-------- EXTRACTED TEXT

Observer Culture
Pity the poor art dealer.
Not a phrase you hear a lot in an industry where the stereotype is of jet setting and high living.
But veteran art dealers report that some big things have changed to make it more difficult, and less profitable, to run an art gallery—even in what’s been, at least for the past few years, a booming market for Contemporary art. Basic expenses are way up, from the proliferation of far-flung art fairs (a slew begin this week in Miami) and rising rent, to climbing insurance and storage costs. A lot else is different, too: Of-the-moment installation and performance pieces are pricier to mount and to move than paintings. Global price databases for art let buyers comparison shop, and bargain. Partnerships with international galleries are increasingly common, and give dealers much less control over an artist’s pricing than they used to have.
Add to all this the challenge that you have to make it all look beautiful and easy—nobody wants to buy a luxury good in an atmosphere that doesn’t scream, or, better yet, whisper, “luxury”—and the squeeze is on.
This raises a question: What does it really cost to operate an art gallery? A survey of New York galleries offers a sense of the rising price of being in the art business.
All art dealers asked about money first talked about rent. Take, for instance, the Lennon, Weinberg Gallery, which relocated to West 25th Street Chelsea from Soho a decade ago because it meant a 25 percent reduction in rent for the gallery, according to co-owner Jill Weinberg Adams. Not anymore. The math has, if anything, reversed. “Rent is my highest single expense, 33 percent of my budget.” Total monthly costs for the gallery generally range from $80,000 to $100,000, she said, and the higher expenses have changed the nature of the gallery.
“When we came to Chelsea, you could run a gallery on what you sold from your exhibitions of living emerging artists, but now you can’t. We’ve learned that in order to support those exhibitions, it’s increasingly important to represent a prestigious estate or two and to have sales on the secondary market, because those are more reliable income streams.” She added, “My back room is very important to me.”
Of course, the expense of high rent in Chelsea can be offset by moving, so relocation is an increasingly common solution. McKenzie Fine Art, Andrew Edlin, Zach Feuer, Foxy Production and CRG Gallery are among those who have moved in the past year or two to the Lower East Side, while Casey Kaplan and Edward Winkleman relocated to the Flower District, and they are hardly alone.
The rent differential is significant, with average Lower East Side costs of $80-$100 per square foot, as opposed to $100-$150 in Chelsea, according to Simone Lillian, a commercial real estate agent at Sinvin Realty.
When dealer Betty Cuningham moved from West 25th Street to Rivington Street on the Lower East Side last year, her rent went from $25,000 per month to $14,000, she said, and by moving to a location not in the Chelsea flood zone the gallery also received a rebate of 25 percent from the company in charge of its fine art storage.

----------------

■ **GIVEN EXERCISE 1**: List the basic expenses that the article on the cost of running an art gallery says are way up.
■ **GIVEN EXERCISE 2**: Extend the article on the cost of running an art gallery, picking up after its final sentence.
The records that come after this article were taken from a separate source.

-------- STORED DATA

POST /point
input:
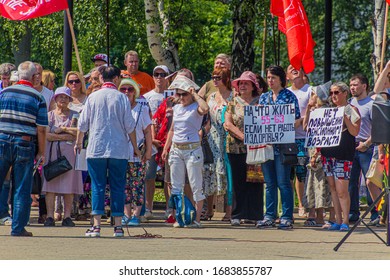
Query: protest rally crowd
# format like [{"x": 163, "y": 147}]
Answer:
[{"x": 98, "y": 142}]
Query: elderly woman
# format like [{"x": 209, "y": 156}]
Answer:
[
  {"x": 61, "y": 133},
  {"x": 277, "y": 174},
  {"x": 248, "y": 195},
  {"x": 221, "y": 61},
  {"x": 75, "y": 81},
  {"x": 215, "y": 180},
  {"x": 186, "y": 151},
  {"x": 48, "y": 79},
  {"x": 136, "y": 168},
  {"x": 337, "y": 161}
]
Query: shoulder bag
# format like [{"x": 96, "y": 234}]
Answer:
[
  {"x": 288, "y": 153},
  {"x": 207, "y": 152},
  {"x": 56, "y": 167}
]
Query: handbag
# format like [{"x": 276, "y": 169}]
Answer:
[
  {"x": 254, "y": 174},
  {"x": 207, "y": 152},
  {"x": 375, "y": 172},
  {"x": 257, "y": 154},
  {"x": 56, "y": 167},
  {"x": 288, "y": 153},
  {"x": 81, "y": 160},
  {"x": 37, "y": 184},
  {"x": 345, "y": 150}
]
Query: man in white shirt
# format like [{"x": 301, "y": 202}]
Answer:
[
  {"x": 44, "y": 91},
  {"x": 154, "y": 97},
  {"x": 302, "y": 91},
  {"x": 107, "y": 116}
]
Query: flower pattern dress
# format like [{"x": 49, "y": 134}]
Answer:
[{"x": 214, "y": 177}]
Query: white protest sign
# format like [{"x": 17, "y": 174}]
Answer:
[
  {"x": 324, "y": 127},
  {"x": 142, "y": 101},
  {"x": 169, "y": 92},
  {"x": 269, "y": 124}
]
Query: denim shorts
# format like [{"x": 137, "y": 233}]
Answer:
[
  {"x": 341, "y": 169},
  {"x": 151, "y": 169}
]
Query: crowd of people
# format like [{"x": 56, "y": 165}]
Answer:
[{"x": 130, "y": 125}]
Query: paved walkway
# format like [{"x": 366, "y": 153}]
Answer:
[{"x": 216, "y": 240}]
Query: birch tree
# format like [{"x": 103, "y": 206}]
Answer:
[
  {"x": 378, "y": 23},
  {"x": 163, "y": 49}
]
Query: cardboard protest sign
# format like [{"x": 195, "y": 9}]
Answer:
[
  {"x": 269, "y": 124},
  {"x": 169, "y": 93},
  {"x": 324, "y": 127}
]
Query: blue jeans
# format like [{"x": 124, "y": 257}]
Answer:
[
  {"x": 361, "y": 163},
  {"x": 98, "y": 169},
  {"x": 18, "y": 153},
  {"x": 4, "y": 195},
  {"x": 277, "y": 175}
]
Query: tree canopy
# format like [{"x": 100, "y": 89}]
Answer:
[{"x": 200, "y": 29}]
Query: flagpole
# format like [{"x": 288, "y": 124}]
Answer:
[
  {"x": 384, "y": 38},
  {"x": 74, "y": 40},
  {"x": 264, "y": 43},
  {"x": 108, "y": 30}
]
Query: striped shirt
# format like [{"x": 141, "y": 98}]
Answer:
[{"x": 22, "y": 109}]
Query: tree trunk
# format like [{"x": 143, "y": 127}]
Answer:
[
  {"x": 378, "y": 22},
  {"x": 162, "y": 55},
  {"x": 23, "y": 50},
  {"x": 243, "y": 36}
]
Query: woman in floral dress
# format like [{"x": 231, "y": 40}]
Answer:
[{"x": 215, "y": 181}]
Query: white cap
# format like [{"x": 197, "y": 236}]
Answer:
[
  {"x": 183, "y": 83},
  {"x": 322, "y": 91},
  {"x": 162, "y": 67}
]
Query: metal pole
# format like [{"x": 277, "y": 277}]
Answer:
[
  {"x": 67, "y": 46},
  {"x": 264, "y": 43},
  {"x": 384, "y": 38},
  {"x": 328, "y": 41},
  {"x": 108, "y": 30}
]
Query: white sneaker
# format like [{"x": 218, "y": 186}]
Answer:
[
  {"x": 148, "y": 214},
  {"x": 235, "y": 222},
  {"x": 168, "y": 212},
  {"x": 7, "y": 221},
  {"x": 176, "y": 225},
  {"x": 142, "y": 219},
  {"x": 194, "y": 224}
]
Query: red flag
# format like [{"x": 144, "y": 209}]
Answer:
[
  {"x": 294, "y": 23},
  {"x": 27, "y": 9}
]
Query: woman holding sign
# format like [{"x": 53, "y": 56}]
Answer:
[
  {"x": 337, "y": 161},
  {"x": 277, "y": 174},
  {"x": 248, "y": 195}
]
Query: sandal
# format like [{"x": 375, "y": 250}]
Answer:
[
  {"x": 226, "y": 219},
  {"x": 301, "y": 211},
  {"x": 327, "y": 224},
  {"x": 310, "y": 222},
  {"x": 94, "y": 231},
  {"x": 206, "y": 217}
]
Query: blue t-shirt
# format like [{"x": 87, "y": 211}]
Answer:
[
  {"x": 285, "y": 97},
  {"x": 22, "y": 109}
]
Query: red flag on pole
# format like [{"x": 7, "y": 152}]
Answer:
[
  {"x": 27, "y": 9},
  {"x": 294, "y": 23}
]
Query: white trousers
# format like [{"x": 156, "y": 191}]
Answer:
[{"x": 192, "y": 160}]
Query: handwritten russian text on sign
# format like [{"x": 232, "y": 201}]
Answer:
[
  {"x": 269, "y": 124},
  {"x": 324, "y": 127}
]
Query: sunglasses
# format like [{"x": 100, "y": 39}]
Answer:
[
  {"x": 336, "y": 92},
  {"x": 216, "y": 78},
  {"x": 182, "y": 94},
  {"x": 161, "y": 75},
  {"x": 128, "y": 89},
  {"x": 74, "y": 81}
]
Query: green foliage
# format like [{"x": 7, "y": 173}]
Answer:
[{"x": 200, "y": 28}]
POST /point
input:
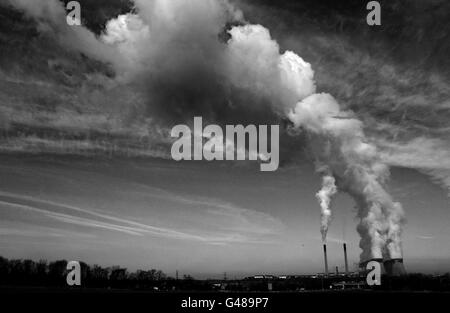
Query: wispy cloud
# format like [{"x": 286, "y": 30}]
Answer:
[
  {"x": 425, "y": 237},
  {"x": 241, "y": 229}
]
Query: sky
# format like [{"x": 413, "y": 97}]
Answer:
[{"x": 85, "y": 117}]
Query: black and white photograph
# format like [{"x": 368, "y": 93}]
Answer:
[{"x": 224, "y": 155}]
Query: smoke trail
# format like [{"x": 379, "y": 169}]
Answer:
[
  {"x": 325, "y": 196},
  {"x": 338, "y": 140}
]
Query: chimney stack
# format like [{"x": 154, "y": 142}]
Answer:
[
  {"x": 345, "y": 258},
  {"x": 325, "y": 258}
]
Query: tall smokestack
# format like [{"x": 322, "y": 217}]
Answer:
[
  {"x": 325, "y": 258},
  {"x": 345, "y": 259}
]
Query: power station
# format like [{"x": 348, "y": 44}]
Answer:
[{"x": 390, "y": 267}]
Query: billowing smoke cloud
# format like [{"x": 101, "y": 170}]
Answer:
[
  {"x": 325, "y": 196},
  {"x": 337, "y": 140},
  {"x": 182, "y": 57}
]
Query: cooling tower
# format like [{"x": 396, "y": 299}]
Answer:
[
  {"x": 394, "y": 267},
  {"x": 363, "y": 265}
]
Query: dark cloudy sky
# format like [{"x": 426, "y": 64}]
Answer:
[{"x": 85, "y": 171}]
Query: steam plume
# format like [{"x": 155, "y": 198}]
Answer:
[{"x": 325, "y": 196}]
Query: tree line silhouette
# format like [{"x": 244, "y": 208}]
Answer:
[{"x": 53, "y": 274}]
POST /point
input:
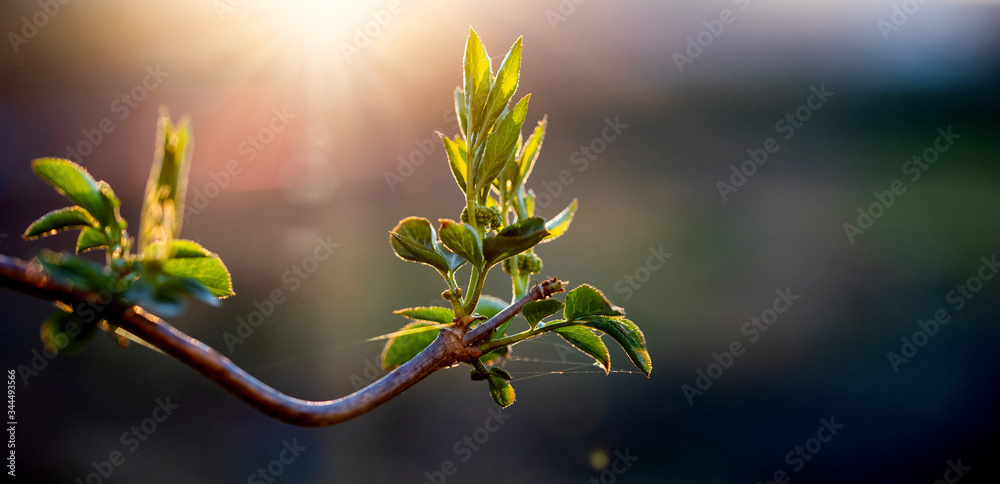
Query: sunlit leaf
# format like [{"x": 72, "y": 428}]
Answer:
[
  {"x": 536, "y": 311},
  {"x": 627, "y": 334},
  {"x": 477, "y": 80},
  {"x": 404, "y": 347},
  {"x": 504, "y": 85},
  {"x": 90, "y": 239},
  {"x": 513, "y": 240},
  {"x": 586, "y": 300},
  {"x": 501, "y": 391},
  {"x": 57, "y": 220},
  {"x": 463, "y": 240},
  {"x": 414, "y": 239},
  {"x": 432, "y": 313},
  {"x": 73, "y": 182},
  {"x": 501, "y": 144},
  {"x": 586, "y": 341},
  {"x": 457, "y": 158}
]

----------------

■ **ANSWER 1**:
- Art fairs (the proliferation of far-flung art fairs)
- Rent
- Insurance
- Storage costs

■ **ANSWER 2**:
But galleries have few other options for reducing their costs. Payroll, after rent, tends to be the next highest budget item, and the usually small staffs can’t be outsourced to Asia. There are many other permanent gallery expenditures, such as the cost of attending fairs, storage, insurance (health, premises and fine art), crating and shipping, legal, entertainment, advertising and promotion, and none of these costs are lessened by relocation.
The noted Maxwell Davidson Gallery on West 26th Street, a family partnership with two full-time and one part-time employee(s), costs between $50,000 and $80,000 per month to operate. “Our rent is somewhere between 15 and 20 percent of our budget,” said Maxwell Davidson IV. “It’s hard to say what percentage is payroll, because we are a family business, and money gets pumped back into the business. We take out what we need.” They now do between four and six art fairs a year.
At CRG Gallery, sales at the half-dozen art fairs in which it participates now provide half of its annual earnings, said co-owner Richard Desroche. The payroll consists of the gallery’s three owners and four staff members, all of whom take a salary. Reducing the number of art fairs that it attends, which each cost between $50,000 and $100,000 (for booth rentals, shipping, lighting, accommodations, dining, travel, entertainment and sundries), would do more harm than good, said Mr. Desroche. Among the other gallery expenses that can’t really be cut, Mr. Desroche said, are storage (5 percent of the monthly budget) and insurance (7.5 percent).
Moreover, some unanticipated expenses just pop up for gallery owners.
“Artists expect all sorts of financial assistance,” said Helene Winer, co-owner of Chelsea’s powerhouse Metro Pictures gallery. “When artists want to finance a project, the first place they turn to is their gallery.” She added that “contributing to costs of museum and biennale-type events for artists, which is a relatively new expectation that affects galleries’ ability to keep their artists” are additional expenditures that cannot always be budgeted in advance. “It’s our job to help,” she said.
Discussions of art so often focus on how much it costs, but those costs are tied to the expense of running a gallery and running around the world to show art. “There is a lot of overhead in operating a gallery that you don’t see,” said Valerie McKenzie, who moved to an Orchard Street location that included 900 square feet in the building’s finished basement, where gallery inventory may be stored at low cost.
Reducing overhead helps, but pressure is still on to sell, sell, sell. “I have to sell 50-70 percent of the works in the shows in order to break even,” she said. “If you have one poor-selling show, you feel it for months.”
Art prices may seem high to visitors to exhibitions, but discounts of 5 or 10 percent are more often the rule than not and half the sale price goes to the artist in most contracts (the gallery commission varies widely in sales of secondary-market art). Richard Desroche said that if an art fair costs the gallery $100,000, he needs to sell $250,000 in art just to break even.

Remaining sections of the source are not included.